— start Input material —
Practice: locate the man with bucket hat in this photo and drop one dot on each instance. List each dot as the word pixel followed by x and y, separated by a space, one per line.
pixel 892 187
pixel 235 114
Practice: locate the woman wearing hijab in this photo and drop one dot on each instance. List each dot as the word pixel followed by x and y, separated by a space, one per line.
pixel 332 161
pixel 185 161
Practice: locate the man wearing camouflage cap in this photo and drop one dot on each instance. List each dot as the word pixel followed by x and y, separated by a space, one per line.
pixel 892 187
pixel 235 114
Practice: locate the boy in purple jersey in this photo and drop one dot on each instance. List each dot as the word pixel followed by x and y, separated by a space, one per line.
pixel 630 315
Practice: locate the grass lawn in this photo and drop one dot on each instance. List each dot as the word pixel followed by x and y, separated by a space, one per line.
— end Input material —
— start Input material —
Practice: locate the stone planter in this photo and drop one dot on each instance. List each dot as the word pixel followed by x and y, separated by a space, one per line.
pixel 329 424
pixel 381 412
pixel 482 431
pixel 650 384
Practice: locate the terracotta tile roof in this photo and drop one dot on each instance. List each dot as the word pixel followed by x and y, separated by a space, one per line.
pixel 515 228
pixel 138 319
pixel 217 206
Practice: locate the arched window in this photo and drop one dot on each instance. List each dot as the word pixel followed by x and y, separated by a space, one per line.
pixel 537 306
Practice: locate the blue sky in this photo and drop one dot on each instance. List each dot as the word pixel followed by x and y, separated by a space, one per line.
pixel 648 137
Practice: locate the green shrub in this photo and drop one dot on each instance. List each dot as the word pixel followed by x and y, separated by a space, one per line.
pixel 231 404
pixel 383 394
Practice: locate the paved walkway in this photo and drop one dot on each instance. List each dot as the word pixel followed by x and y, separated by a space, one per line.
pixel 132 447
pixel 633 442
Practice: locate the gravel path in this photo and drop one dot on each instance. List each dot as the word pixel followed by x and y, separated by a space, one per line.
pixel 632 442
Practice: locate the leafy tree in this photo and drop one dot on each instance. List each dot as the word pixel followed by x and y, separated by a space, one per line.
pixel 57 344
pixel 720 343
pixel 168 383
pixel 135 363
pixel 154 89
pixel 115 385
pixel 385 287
— end Input material —
— start Input material —
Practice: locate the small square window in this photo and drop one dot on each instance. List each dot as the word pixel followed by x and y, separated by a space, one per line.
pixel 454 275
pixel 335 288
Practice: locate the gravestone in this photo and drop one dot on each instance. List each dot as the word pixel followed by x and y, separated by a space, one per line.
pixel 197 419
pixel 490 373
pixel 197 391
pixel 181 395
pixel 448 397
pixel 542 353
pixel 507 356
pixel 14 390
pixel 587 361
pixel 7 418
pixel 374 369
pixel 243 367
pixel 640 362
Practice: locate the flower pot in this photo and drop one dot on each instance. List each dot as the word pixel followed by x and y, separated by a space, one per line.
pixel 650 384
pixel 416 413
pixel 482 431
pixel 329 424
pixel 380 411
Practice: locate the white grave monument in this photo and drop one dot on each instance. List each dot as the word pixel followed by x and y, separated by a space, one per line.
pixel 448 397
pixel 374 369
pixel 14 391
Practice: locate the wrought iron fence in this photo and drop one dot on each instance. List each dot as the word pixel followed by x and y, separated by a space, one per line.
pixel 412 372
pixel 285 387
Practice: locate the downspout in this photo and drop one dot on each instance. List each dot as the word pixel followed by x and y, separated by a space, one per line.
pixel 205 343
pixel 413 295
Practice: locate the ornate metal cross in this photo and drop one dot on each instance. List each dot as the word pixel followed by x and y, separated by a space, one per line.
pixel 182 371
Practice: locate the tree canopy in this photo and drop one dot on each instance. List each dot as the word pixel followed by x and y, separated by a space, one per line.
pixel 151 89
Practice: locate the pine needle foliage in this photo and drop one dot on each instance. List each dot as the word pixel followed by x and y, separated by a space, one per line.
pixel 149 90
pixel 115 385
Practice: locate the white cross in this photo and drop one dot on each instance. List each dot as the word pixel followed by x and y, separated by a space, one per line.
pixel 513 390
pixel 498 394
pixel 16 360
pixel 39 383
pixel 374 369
— end Input material —
To be done ▸ Write out the items again, starting at the line that contains "Practice: locate the gravestone" and ending at the line that contains "pixel 285 387". Change every "dot" to "point" and leave everything else as it is.

Completed exercise ▸
Practice: locate the gravestone in this photo and drop one point on each instance. List each point as the word pixel followed by x and y, separated by a space, one per line.
pixel 197 419
pixel 490 373
pixel 197 391
pixel 181 395
pixel 448 397
pixel 542 353
pixel 507 356
pixel 14 390
pixel 587 361
pixel 7 418
pixel 374 369
pixel 243 367
pixel 640 362
Practice: locate the flower pot in this photo and drop one point on each instance. List each point as the word pixel followed by x and y, separated by a space, one per line.
pixel 650 384
pixel 416 413
pixel 482 431
pixel 329 424
pixel 380 411
Practice: locate the white grave monument in this photo and drop one point on each instance. List each point as the word pixel followed by x and y, separated by a space, one per line.
pixel 448 397
pixel 374 369
pixel 14 391
Practice: locate the wrought iron fence in this photo and drop one point on each instance. List each point as the word pixel followed by x and y, separated by a space, one per line.
pixel 412 372
pixel 285 387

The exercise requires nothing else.